◆ **WHAT THIS TASK INVOLVES**
With all images left out, restate the records below exactly as written.

◆ **INPUT DATA**
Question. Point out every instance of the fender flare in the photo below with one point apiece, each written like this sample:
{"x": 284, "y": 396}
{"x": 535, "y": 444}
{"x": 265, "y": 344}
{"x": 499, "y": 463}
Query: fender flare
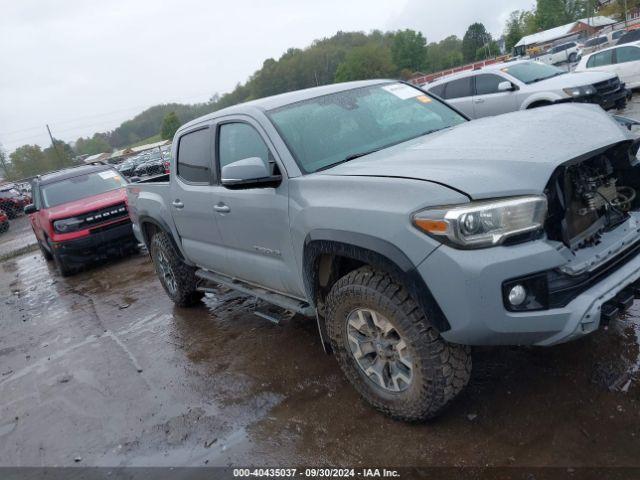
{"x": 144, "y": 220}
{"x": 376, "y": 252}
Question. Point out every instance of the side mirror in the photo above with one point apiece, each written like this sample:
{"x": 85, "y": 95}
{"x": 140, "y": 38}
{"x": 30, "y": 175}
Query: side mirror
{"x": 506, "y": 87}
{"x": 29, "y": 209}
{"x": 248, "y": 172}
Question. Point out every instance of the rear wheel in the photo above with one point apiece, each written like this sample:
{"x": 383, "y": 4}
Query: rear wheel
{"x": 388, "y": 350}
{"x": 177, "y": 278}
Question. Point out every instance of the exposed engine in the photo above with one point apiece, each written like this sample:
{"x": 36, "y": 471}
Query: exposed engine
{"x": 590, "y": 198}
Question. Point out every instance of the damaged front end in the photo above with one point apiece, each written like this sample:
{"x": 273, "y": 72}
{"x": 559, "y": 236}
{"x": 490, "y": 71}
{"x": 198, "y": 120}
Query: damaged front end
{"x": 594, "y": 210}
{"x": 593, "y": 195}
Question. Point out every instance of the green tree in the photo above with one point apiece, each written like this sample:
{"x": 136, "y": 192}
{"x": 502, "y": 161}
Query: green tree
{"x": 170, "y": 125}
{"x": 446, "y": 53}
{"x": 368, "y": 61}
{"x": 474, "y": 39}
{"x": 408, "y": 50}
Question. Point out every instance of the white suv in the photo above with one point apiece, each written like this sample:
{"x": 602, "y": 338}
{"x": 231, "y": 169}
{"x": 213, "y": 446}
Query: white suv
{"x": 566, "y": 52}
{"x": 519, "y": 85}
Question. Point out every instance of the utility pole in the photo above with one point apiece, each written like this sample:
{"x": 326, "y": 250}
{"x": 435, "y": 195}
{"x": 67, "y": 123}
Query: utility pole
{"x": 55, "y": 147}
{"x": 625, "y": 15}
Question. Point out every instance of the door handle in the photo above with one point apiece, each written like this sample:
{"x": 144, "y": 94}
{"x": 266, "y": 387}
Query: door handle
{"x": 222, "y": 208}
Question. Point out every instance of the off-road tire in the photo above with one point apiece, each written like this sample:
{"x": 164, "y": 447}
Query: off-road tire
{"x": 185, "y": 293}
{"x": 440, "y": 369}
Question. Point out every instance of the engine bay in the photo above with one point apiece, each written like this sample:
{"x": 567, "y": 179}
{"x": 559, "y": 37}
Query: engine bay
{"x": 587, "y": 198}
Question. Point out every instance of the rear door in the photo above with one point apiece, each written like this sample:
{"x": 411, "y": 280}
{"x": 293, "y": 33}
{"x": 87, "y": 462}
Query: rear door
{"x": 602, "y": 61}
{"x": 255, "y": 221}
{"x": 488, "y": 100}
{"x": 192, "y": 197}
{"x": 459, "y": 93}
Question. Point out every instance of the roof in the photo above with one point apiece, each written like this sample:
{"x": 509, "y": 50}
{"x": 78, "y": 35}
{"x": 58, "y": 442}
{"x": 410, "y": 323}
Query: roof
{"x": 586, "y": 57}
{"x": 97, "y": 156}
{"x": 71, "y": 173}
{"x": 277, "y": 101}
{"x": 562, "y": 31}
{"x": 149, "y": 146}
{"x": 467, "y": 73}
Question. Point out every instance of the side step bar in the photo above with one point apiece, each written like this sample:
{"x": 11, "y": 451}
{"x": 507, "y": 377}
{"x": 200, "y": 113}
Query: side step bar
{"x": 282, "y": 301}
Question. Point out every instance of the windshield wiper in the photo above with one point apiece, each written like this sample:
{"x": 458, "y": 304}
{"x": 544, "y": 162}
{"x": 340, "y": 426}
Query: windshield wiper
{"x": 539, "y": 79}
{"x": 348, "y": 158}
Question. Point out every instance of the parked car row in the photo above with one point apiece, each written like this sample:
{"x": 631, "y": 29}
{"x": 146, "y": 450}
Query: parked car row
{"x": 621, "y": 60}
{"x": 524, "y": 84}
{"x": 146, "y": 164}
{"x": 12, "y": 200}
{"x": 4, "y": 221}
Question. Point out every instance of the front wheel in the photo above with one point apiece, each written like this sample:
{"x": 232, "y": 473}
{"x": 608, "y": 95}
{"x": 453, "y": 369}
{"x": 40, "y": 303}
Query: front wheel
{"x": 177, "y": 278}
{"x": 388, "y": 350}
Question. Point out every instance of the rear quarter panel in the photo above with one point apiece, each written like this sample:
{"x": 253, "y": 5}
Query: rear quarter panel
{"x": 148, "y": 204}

◆ **REPLY**
Question. Point out every instance of the fender flare in the photo below with one point apiece, each written like this sample:
{"x": 284, "y": 396}
{"x": 535, "y": 444}
{"x": 265, "y": 344}
{"x": 499, "y": 463}
Query: fender flare
{"x": 144, "y": 220}
{"x": 376, "y": 252}
Question. Point out every instance of the side mirror in the photo above with one point apiece, each written like this sample:
{"x": 85, "y": 95}
{"x": 140, "y": 38}
{"x": 30, "y": 175}
Query: side mirror
{"x": 506, "y": 87}
{"x": 29, "y": 209}
{"x": 248, "y": 172}
Question. Point out every instance of the rear wheel in the photo above with one point apiece, each written like this sample:
{"x": 383, "y": 4}
Query: rear wheel
{"x": 388, "y": 350}
{"x": 177, "y": 278}
Question. Point out every instance of the exposed engine in the photo above with one point apiece, each written like this sample:
{"x": 36, "y": 471}
Query: exposed engine
{"x": 590, "y": 198}
Question. Point out every instance of the damaged front end in the photo above with one point apiece, each written like this sample:
{"x": 273, "y": 72}
{"x": 559, "y": 236}
{"x": 490, "y": 71}
{"x": 198, "y": 120}
Query: damaged front end
{"x": 594, "y": 210}
{"x": 593, "y": 195}
Question. Point out every instance of the green tree in the photo above with one point apiece, each written like this sample:
{"x": 136, "y": 192}
{"x": 502, "y": 161}
Query: green tree
{"x": 170, "y": 125}
{"x": 446, "y": 53}
{"x": 368, "y": 61}
{"x": 474, "y": 39}
{"x": 408, "y": 50}
Question. Point out every instance of the white suv in the photo above with one point apiece, each written like this sample:
{"x": 602, "y": 338}
{"x": 231, "y": 169}
{"x": 213, "y": 446}
Query: white suv
{"x": 566, "y": 52}
{"x": 519, "y": 85}
Question. Point out every instance of the utility pole in the photo above with one point apiece, each written like this sample:
{"x": 326, "y": 250}
{"x": 435, "y": 195}
{"x": 67, "y": 123}
Query: utility pole
{"x": 55, "y": 147}
{"x": 625, "y": 15}
Question. Point out every instance of the door handle in the photo above with one point apiece, each written like this sample:
{"x": 144, "y": 94}
{"x": 266, "y": 387}
Query: door handle
{"x": 222, "y": 208}
Question. Point out every instance of the off-road tire in the photo above with one point apiece, each written like this sample:
{"x": 164, "y": 447}
Query: off-road tire
{"x": 185, "y": 293}
{"x": 440, "y": 369}
Question. Point out every instance of the engine bay in the photo above with one point apiece, each written like this sample:
{"x": 567, "y": 179}
{"x": 559, "y": 37}
Query: engine bay
{"x": 587, "y": 198}
Question. Point out every instance of the rear door in the photo above with one point apiece, each written like this sample:
{"x": 411, "y": 280}
{"x": 293, "y": 33}
{"x": 87, "y": 462}
Query: rear door
{"x": 602, "y": 61}
{"x": 255, "y": 221}
{"x": 488, "y": 100}
{"x": 192, "y": 197}
{"x": 459, "y": 93}
Question. Point out every instance of the roof in the photo above with one point apiece, each written like this sample:
{"x": 509, "y": 50}
{"x": 78, "y": 35}
{"x": 58, "y": 442}
{"x": 410, "y": 323}
Query: roof
{"x": 586, "y": 57}
{"x": 97, "y": 156}
{"x": 71, "y": 173}
{"x": 277, "y": 101}
{"x": 562, "y": 31}
{"x": 149, "y": 146}
{"x": 467, "y": 73}
Question. Point out every instance of the side step bar in the photo above with one point apiece, each written like this sample:
{"x": 11, "y": 451}
{"x": 507, "y": 377}
{"x": 200, "y": 113}
Query: side step bar
{"x": 282, "y": 301}
Question. Point out every instance of the windshield wiper in the photo above with one point apiece, each written like this sample:
{"x": 458, "y": 304}
{"x": 544, "y": 162}
{"x": 340, "y": 426}
Query: windshield wiper
{"x": 539, "y": 79}
{"x": 348, "y": 158}
Question. Point out every instance of the parked car row in the photo above with one point apiece, each written like this sample:
{"x": 631, "y": 29}
{"x": 146, "y": 450}
Query: parked car row
{"x": 621, "y": 60}
{"x": 524, "y": 84}
{"x": 146, "y": 164}
{"x": 12, "y": 200}
{"x": 4, "y": 221}
Question. Point out every instance of the front wheel in the photo above with one point apiece, each written like this sample:
{"x": 232, "y": 473}
{"x": 608, "y": 95}
{"x": 453, "y": 369}
{"x": 40, "y": 303}
Query: front wheel
{"x": 177, "y": 278}
{"x": 388, "y": 350}
Question. Point out every instance of the rear quarter panel in the photo above with one point apiece, each written like this sample:
{"x": 253, "y": 5}
Query: rear quarter panel
{"x": 148, "y": 204}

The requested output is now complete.